**指示文:**
有機物質における金属と絶縁体の相分離を扱った本文を、最後の文の後から書き継いでください。

**本文抜粋:**
============================================================

近年、非従来型の高温超伝導や巨大磁気抵抗効果を示す遷移金属酸化物において、ナノメートルスケールの不均一な電子状態が観測され、超伝導や磁気抵抗効果の発現との関連から注目を集めています。この不均一な電子状態は、2元系金属合金における組成が異なる2相の共存による相分離とは異なり、化学組成が均一な構造上で強相関な電子が性質の異なる相となり空間的に共存していると考えられています。
有機物質κ-(BEDT-TTF)2Cu[N(CN)2]Br(図1)は、強相関電子系物質の一つです。この物質は、金属・絶縁体転移の極近傍で、組成的には均一でありながら、金属と絶縁体が島状に分離混合した状態(相分離)になることが示唆されていましたが、実空間で画像化することができませんでした。
今回、佐々木孝彦、米山直樹、鈴木篤、小林典男(東北大学金属材料研究所)、池本夕佳、木村洋昭((財)高輝度光科学研究センター)らは、有機物質の性質を精密に制御する合成手法と、金属・絶縁体状態を空間画像化する新しい測定手法を開発することにより、数10マイクロメーターの大きさの複雑な島状構造を実空間画像化(図2)することに成功しました。また、この金属と絶縁体の相分離状態は、系統的な重水素置換による物質制御の結果、金属・絶縁体転移(3)の極近傍(図3、赤い曲線の近傍、黄色いタイル状の領域で表示)でのみ存在することも明らかになりました。
この有機物質で現れる相分離現象は、物質中の多数の電子が強い反発力を互いに感じることで電子が動けなくなる絶縁状態(モット絶縁体と呼ばれる)と、電子が動きやすくなった金属状態との間で1次の相転移(4)という変化が生ずることで引き起こされていると考えられます。1次相転移は、水と氷の間の融解、凝固などに見られ、そこでは過冷却になると水と氷の共存状態が実現しています。今回の発見は、いわば電子の水(金属)と氷(絶縁体)の共存を画像化することに成功したものです。

============================================================

**提供資料:**
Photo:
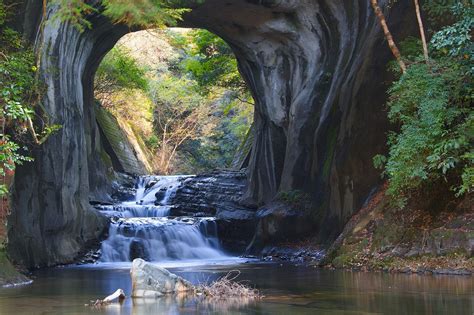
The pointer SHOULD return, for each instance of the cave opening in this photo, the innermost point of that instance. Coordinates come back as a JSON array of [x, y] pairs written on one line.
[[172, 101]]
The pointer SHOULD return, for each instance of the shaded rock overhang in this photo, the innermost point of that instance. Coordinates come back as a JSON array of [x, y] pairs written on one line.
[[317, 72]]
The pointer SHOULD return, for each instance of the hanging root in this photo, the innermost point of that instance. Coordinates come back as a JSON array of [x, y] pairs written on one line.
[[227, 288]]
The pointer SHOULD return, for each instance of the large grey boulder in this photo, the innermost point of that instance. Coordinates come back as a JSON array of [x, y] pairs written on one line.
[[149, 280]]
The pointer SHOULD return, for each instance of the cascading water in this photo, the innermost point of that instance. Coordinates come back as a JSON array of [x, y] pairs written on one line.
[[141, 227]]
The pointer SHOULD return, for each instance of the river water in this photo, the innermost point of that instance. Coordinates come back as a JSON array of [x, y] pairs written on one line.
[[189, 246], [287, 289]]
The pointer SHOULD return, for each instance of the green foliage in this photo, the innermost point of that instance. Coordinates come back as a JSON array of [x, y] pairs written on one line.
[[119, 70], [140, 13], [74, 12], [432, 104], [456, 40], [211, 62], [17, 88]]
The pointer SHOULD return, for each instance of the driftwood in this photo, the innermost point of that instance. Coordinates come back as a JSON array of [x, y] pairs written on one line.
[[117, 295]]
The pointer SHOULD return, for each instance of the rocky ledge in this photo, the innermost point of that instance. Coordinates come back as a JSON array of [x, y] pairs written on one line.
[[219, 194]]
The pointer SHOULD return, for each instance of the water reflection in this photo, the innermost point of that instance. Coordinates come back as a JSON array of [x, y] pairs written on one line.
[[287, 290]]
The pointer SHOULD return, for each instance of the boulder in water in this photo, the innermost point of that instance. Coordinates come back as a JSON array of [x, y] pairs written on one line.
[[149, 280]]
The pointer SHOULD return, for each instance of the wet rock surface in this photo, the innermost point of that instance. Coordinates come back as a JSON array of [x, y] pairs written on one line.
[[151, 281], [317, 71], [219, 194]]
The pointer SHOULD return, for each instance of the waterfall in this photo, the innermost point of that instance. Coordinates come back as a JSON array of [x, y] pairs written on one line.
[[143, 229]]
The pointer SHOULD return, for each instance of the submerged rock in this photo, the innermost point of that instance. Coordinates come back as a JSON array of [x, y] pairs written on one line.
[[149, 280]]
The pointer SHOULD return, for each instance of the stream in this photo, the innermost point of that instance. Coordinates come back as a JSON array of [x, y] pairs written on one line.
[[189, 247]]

============================================================

**回答:**
室温では均一な金属である有機物質κ-(BEDT-TTF)2Cu[N(CN)2]Brは、低温では、わずかな圧力や分子の置換により、電気的に金属な状態と絶縁体の状態の間を転移(モット金属・絶縁体転移(3))することができます(図3参照)。今回は、構成分子の1つで、この物質の電気的性質をつかさどるBEDT-TTFという分子(5)の水素原子を重水素化した分子で一部を置換することにより(図1参照)、モット金属・絶縁体転移の境界近傍に位置するように物質制御を行いました。このように制御された有機物質において金属と絶縁体が空間分布している様子を観察するために、最先端の大型放射光施設(SPring-8)で得られる高輝度で指向性の高い赤外光(赤外物性ビームラインBL43IR)を利用することにより、局所的な赤外反射スペクトルの2次元走査測定が可能になりました。このとき金属、絶縁体状態を判定するプローブとして、有機物質に特徴的な分子の性質 - 電子状態変化に敏感な周波数変化を示す分子振動(6) - を巧みに利用した新しい画像化手法を開発することが重要でした。
この発見は、強相関電子系としての有機物質における金属・絶縁体転移のメカニズム解明に重要な指針を与えるとともに、今回開発した電子状態の実空間画像化の手法は、原子分解能をもつ走査型トンネル顕微鏡(STM)などと相補的に、より広い領域の電子状態を画像化する新手法として他の物質解析、評価分野への波及効果も期待されます。また、有機物質の金属・絶縁体状態の研究は、大きな応答性を利用した新しい電子デバイス機構の実現を目指していますが、今回発見した金属・絶縁体の島状構造を制御することで応用面での発展にも寄与することが期待されます。
<参考資料>
<用語解説>
(1) 相分離:
異なる性質をしめす領域が空間的に分離しながら共存している状態。融かしたハンダ(すずと鉛の合金)などを冷却するときに、組成の異なる複数の相として分離共存するなどとして見られる。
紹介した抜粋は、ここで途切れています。